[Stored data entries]
Start of Block
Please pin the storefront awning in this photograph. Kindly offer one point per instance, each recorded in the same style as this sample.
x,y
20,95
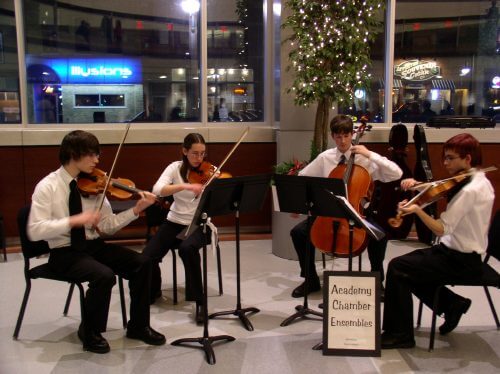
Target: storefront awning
x,y
443,84
396,83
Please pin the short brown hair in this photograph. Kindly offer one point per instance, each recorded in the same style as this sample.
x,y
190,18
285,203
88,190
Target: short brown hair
x,y
341,124
465,144
77,144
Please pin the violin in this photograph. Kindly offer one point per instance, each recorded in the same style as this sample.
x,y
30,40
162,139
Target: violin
x,y
433,191
118,188
332,235
205,172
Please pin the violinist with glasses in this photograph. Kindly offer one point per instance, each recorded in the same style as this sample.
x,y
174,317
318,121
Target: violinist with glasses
x,y
71,224
181,179
462,230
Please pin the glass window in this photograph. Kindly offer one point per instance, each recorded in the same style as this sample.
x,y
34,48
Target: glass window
x,y
235,41
113,100
446,60
87,100
10,108
136,56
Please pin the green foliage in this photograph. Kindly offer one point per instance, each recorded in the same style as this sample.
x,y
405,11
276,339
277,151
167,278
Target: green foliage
x,y
314,151
330,47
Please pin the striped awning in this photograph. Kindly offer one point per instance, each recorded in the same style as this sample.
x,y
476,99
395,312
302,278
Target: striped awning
x,y
443,84
396,83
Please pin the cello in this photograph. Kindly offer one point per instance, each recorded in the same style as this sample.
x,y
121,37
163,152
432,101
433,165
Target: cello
x,y
330,235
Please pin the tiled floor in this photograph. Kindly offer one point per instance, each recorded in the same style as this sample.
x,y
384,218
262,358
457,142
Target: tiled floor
x,y
48,342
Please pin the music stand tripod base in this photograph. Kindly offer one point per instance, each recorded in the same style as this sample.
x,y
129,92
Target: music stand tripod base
x,y
244,194
240,313
205,341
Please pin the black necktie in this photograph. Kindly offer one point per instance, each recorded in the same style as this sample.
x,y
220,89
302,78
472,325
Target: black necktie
x,y
75,207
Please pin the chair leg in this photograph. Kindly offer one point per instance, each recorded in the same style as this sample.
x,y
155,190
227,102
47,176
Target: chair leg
x,y
492,306
82,299
219,270
68,299
419,317
434,316
174,274
22,310
122,302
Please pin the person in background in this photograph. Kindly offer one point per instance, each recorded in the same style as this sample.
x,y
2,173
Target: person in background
x,y
221,113
176,113
153,115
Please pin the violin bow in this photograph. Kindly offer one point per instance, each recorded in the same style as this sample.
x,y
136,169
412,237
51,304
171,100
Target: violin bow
x,y
214,175
469,173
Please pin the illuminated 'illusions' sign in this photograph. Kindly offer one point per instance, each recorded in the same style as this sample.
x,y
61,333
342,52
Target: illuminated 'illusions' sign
x,y
84,71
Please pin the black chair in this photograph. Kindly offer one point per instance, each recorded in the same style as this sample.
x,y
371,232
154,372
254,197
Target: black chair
x,y
155,215
488,278
34,249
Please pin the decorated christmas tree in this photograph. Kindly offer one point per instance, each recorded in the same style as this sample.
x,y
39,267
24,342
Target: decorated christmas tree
x,y
330,54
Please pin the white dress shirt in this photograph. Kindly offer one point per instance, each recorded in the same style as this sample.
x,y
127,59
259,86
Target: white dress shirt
x,y
183,208
49,215
379,167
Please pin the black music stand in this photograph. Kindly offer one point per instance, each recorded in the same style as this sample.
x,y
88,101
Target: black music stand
x,y
246,194
311,196
212,203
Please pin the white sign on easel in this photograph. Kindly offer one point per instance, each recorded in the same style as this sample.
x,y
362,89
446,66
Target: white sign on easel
x,y
351,322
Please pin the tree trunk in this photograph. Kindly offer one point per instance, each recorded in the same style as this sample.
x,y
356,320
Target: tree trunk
x,y
321,127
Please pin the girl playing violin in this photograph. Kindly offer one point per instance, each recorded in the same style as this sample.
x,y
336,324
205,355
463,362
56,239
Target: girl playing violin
x,y
462,229
66,220
175,181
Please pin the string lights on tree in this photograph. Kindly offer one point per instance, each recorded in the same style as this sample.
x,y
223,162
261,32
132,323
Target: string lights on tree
x,y
330,54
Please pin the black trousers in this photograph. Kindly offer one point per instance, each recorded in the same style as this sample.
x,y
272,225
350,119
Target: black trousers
x,y
301,241
98,264
189,251
420,272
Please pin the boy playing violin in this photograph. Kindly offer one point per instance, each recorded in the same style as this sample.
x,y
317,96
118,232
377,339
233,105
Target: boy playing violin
x,y
71,224
463,232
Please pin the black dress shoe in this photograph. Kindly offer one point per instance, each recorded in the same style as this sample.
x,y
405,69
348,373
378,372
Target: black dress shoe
x,y
92,341
147,335
199,317
452,317
154,296
312,286
395,341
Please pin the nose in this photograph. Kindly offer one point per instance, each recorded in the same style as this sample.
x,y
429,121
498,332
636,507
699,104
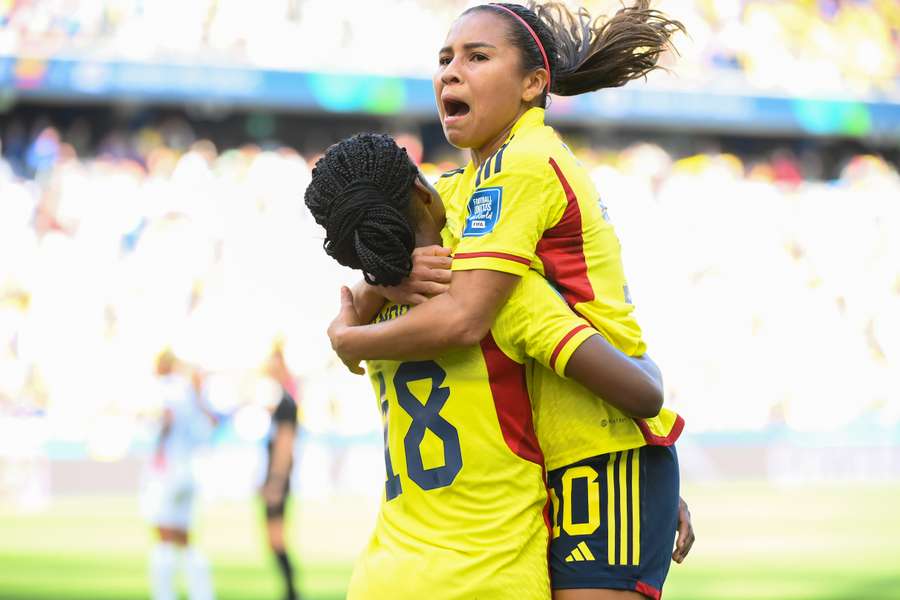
End of Block
YOUR OBJECTIVE = Without the pictures, return the whole of the data exactly as given.

ANSWER BELOW =
Please pin the storefront awning in this photograph. Kindly offer one point per instance, each recorded in the same style as this sample.
x,y
20,95
Target: storefront awning
x,y
443,84
396,83
Please pin the short brown hair in this photograph. Kindly offer one point per instance, each recorded in the same style as this sample.
x,y
190,18
285,203
88,190
Target: short brown hair
x,y
341,124
465,144
77,144
Please pin the violin in this photograph. Kindly offer one point per instance, each recorded in the same style as this sample.
x,y
30,40
162,139
Target: violin
x,y
433,191
118,188
332,235
205,172
Please pin the violinist with glasses in this photograph. Kindly offer one point per instance, each recorded in the same style as this sample.
x,y
174,317
318,121
Target: violinist with glasses
x,y
71,224
181,179
462,230
Please pin the glass window in this photograph. Kindly offer one point per instance, each recorded in the same style as this sample.
x,y
34,48
Target: glass window
x,y
235,41
113,100
446,60
87,100
10,108
136,56
Please pin the green foliage in this photograph. Kindly offer one point per instance, each recorded in the same style as this sample.
x,y
405,11
276,339
277,151
167,278
Target: green foliage
x,y
314,151
330,47
Please pin the striped awning in this photograph. Kindly offer one point per instance, each recorded in the same style as this sample.
x,y
476,99
395,312
302,278
Target: striped awning
x,y
443,84
396,83
Please pin the cello in this photograph. Kindly offer one point per instance, each recorded in the same style as this sample.
x,y
121,37
163,152
432,101
433,165
Target: cello
x,y
330,235
Please pin the tiled floor in this photograph. Kindly offer one point per instance, each recorded in the same style as this sample.
x,y
384,218
262,358
457,142
Target: tiled floor
x,y
48,342
Please pin the music stand tripod base in this photograph. Kindly offer one point per instance, each recorded in the same style as this sample.
x,y
129,92
Target: music stand tripod base
x,y
244,194
240,313
205,341
Please pin the black necktie in this photograph. Kindly offer one point per instance, each recorded in the same style as this sample.
x,y
220,89
302,78
472,325
Target: black necktie
x,y
75,207
Please pin the chair leg in this photograph. Kindly offer one point per instance, each recorded in the same style as this sample.
x,y
155,190
227,102
47,176
Target: chair leg
x,y
492,306
82,299
219,270
68,299
419,317
434,316
174,274
22,310
122,302
Please pin the person in background in this photograph. Kindly offer one point per instance, each recorded in the same style as this sample.
x,y
2,173
Target: person in background
x,y
221,113
176,113
153,115
Please pin the violin bow in this photograph. Kindly offer one point per instance, each recorded in the same style as this sample.
x,y
136,169
412,237
51,304
171,100
Target: violin bow
x,y
214,175
469,173
Please pin the illuminated 'illusions' sign in this photograph. Kindly offer one point per instance, each recorded in the same style as this sample.
x,y
61,333
342,52
Target: illuminated 'illusions' sign
x,y
84,71
Please pin the black chair in this photograph. Kindly offer one point per instance, each recorded in the same style as this sample.
x,y
371,232
154,372
254,197
Target: black chair
x,y
155,215
488,278
34,249
Please pin the decorated christmas tree in this photograph. Kindly offer one point per instance, each recorded in the same style as this sample.
x,y
39,267
24,342
Target: decorated christmas tree
x,y
330,54
Please pin the white dress shirt in this photograph. Kindly offer one point per instance, each recorded in the same style as this sample.
x,y
127,59
259,86
Target: white dress shirt
x,y
183,208
49,215
379,167
Please pin the black music stand in this photograph. Kindly offer one point per instance, each recorded in the same style as this sample.
x,y
88,101
Target: black music stand
x,y
246,194
311,196
212,203
Please pin the white sign on easel in this photograph. Kindly offer one point per instance, each recorded in the same style as this sample.
x,y
362,89
446,66
Target: white sign on easel
x,y
351,322
Please pin the tree trunk in this photograph. Kindly offer one point per instance, each recorded in the same style as this sample.
x,y
356,320
Target: tree trunk
x,y
321,127
Please pin the girl playing violin in this photograph. Kindly offer one point per instance, each recorded in the same style as this sample.
x,y
336,324
205,355
463,362
56,239
Target: girl playing violin
x,y
462,229
66,220
175,181
Please pin the string lights on tree in this photograph. Kindly offer one point per instance, each recorded in the same style as this sample.
x,y
223,162
261,32
132,323
Target: string lights on tree
x,y
330,54
Please pin the black trousers in this photograph. Kindly offer one point per instance, each recorded in the same style as this sample.
x,y
272,225
350,119
Target: black trousers
x,y
301,241
98,264
189,251
420,272
Please pin the boy playing violin in this photograph. Kindly offer one point per instance, each recorded in the same style as this sample.
x,y
317,96
118,232
377,339
233,105
Target: boy playing violin
x,y
71,224
463,232
Please pin the black dress shoe in this photograph. Kindly offer one point per instance, each recorded in the same style as this sample.
x,y
405,69
348,373
378,372
Target: black dress shoe
x,y
92,341
147,335
199,317
452,317
154,296
312,286
395,341
Please pin the nose in this photograph. Kindly offer one point per instance, each recorded in the same style as this sample.
x,y
429,121
498,332
636,507
699,104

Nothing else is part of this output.